# Intro to Neural Networks Assignment

## Define the Following:
You can add image, diagrams, whatever you need to ensure that you understand the concepts below.

### Input Layer:
> This is the first layer of a "Neural Network." It's composed of a range of numbers or "neurons"/"nodes" (imputs - from 1 to n), where each number is that neuron's value or "Activation".
### Hidden Layer:
> Determines how Neural Network's process will be handled to produce "output layer." Number of layers and number of neurons/nodes in each layer varies.
### Output Layer:
> Last layer in the "Neural Network." Just like the imput layer, this has a range of neurons/nodes (0 to n) that returns resulting values from neural network (ie., prediction(s)/classifications).
### Neuron:
> Units that compose each layer. Neurons in layers past input layer are determined by the sum of the weighted activations from neurons connnected to it. This weighted sum is usually passed through a function that would restrict the resulting value into a desired value range (ie., maybe  using sigmoid function that squishes values to range of 0 and 1)

- WRITTEN REQUEST 1
For each statement about the neural network assignment, answer yes or no and quote the exact words that decide it: (a) The input layer is the last layer of a neural network. (b) The number of hidden layers and the number of neurons in each one can vary. (c) The weighted sum is usually passed through a function that limits the result to a desired range.
The neural network assignment and the entries have nothing to do with each other.

- DATA SHOWN
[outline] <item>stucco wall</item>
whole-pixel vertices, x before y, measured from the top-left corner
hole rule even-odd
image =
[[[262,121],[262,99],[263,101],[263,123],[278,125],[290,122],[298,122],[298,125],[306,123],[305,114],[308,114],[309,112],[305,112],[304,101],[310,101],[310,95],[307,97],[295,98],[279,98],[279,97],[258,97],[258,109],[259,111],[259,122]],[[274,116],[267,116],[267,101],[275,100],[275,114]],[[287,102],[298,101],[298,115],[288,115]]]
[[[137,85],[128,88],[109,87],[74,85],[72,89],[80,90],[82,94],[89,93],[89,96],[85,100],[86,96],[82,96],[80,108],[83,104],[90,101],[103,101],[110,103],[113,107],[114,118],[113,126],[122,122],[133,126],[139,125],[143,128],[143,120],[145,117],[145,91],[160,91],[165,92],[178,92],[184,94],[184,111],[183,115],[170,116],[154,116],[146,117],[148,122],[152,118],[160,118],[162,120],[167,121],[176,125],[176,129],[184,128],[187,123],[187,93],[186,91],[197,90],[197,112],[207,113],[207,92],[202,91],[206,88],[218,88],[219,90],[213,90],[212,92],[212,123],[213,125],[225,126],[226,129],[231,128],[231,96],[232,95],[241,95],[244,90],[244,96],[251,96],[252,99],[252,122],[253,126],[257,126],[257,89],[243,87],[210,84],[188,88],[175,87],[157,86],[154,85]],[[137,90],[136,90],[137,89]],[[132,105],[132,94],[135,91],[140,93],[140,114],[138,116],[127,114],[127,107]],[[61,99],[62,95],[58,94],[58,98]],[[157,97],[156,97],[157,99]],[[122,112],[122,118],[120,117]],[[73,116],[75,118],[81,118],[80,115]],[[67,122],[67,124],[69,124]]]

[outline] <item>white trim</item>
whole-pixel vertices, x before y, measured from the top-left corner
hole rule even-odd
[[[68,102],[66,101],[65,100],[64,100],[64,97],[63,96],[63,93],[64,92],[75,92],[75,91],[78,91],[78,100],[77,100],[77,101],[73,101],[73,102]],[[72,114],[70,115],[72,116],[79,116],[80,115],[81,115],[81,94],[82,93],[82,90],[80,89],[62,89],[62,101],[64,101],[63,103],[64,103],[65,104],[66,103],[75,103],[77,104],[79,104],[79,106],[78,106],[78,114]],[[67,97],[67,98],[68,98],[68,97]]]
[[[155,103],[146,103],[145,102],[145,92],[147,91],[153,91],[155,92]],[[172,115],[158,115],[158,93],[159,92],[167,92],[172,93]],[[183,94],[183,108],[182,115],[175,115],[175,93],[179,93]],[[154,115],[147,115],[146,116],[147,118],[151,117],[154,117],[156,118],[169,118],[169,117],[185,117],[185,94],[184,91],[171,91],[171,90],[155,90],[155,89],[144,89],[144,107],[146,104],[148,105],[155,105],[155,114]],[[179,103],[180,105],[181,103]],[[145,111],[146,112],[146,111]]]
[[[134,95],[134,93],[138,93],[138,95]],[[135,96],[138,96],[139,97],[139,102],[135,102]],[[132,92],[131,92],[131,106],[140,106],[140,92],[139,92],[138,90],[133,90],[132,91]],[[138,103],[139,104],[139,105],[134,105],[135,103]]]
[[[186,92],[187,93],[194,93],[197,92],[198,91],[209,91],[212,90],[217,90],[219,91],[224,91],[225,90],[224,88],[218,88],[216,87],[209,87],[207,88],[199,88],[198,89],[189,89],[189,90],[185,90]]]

- WRITTEN REQUEST 2
In the entries, take the part that opens with the line containing "[outline] <item>white trim</item>" and runs through the end of the entries. Rename "even-odd" to "nonzero" there, leave everything else unchanged, and give back only that part.

- RESPONSE 1
(a) No: "This is the first layer of a "Neural Network.""
(b) Yes: "Number of layers and number of neurons/nodes in each layer varies."
(c) Yes: "This weighted sum is usually passed through a function that would restrict the resulting value into a desired value range"

- RESPONSE 2
[outline] <item>white trim</item>
whole-pixel vertices, x before y, measured from the top-left corner
hole rule nonzero
[[[68,102],[66,101],[65,100],[64,100],[64,97],[63,96],[63,93],[64,92],[75,92],[75,91],[78,91],[78,100],[77,100],[77,101],[73,101],[73,102]],[[72,114],[70,115],[72,116],[79,116],[80,115],[81,115],[81,94],[82,93],[82,90],[80,89],[62,89],[62,101],[64,101],[63,103],[64,103],[65,104],[66,103],[75,103],[77,104],[79,104],[79,106],[78,106],[78,114]],[[67,97],[67,98],[68,98],[68,97]]]
[[[155,103],[146,103],[145,102],[145,92],[147,91],[153,91],[155,92]],[[172,115],[158,115],[158,93],[159,92],[167,92],[172,93]],[[183,94],[183,108],[182,115],[175,115],[175,93],[179,93]],[[154,115],[147,115],[146,116],[147,118],[151,117],[154,117],[156,118],[169,118],[169,117],[185,117],[185,94],[184,91],[171,91],[171,90],[155,90],[155,89],[144,89],[144,107],[146,104],[148,105],[155,105],[155,114]],[[179,103],[180,105],[181,103]],[[145,111],[146,112],[146,111]]]
[[[134,95],[134,93],[138,93],[138,95]],[[135,96],[138,96],[139,97],[139,102],[135,102]],[[132,92],[131,92],[131,106],[140,106],[140,92],[139,92],[138,90],[133,90],[132,91]],[[138,103],[139,104],[139,105],[134,105],[135,103]]]
[[[186,92],[187,93],[194,93],[197,92],[198,91],[209,91],[212,90],[217,90],[219,91],[224,91],[225,90],[224,88],[218,88],[216,87],[209,87],[207,88],[199,88],[198,89],[189,89],[189,90],[185,90]]]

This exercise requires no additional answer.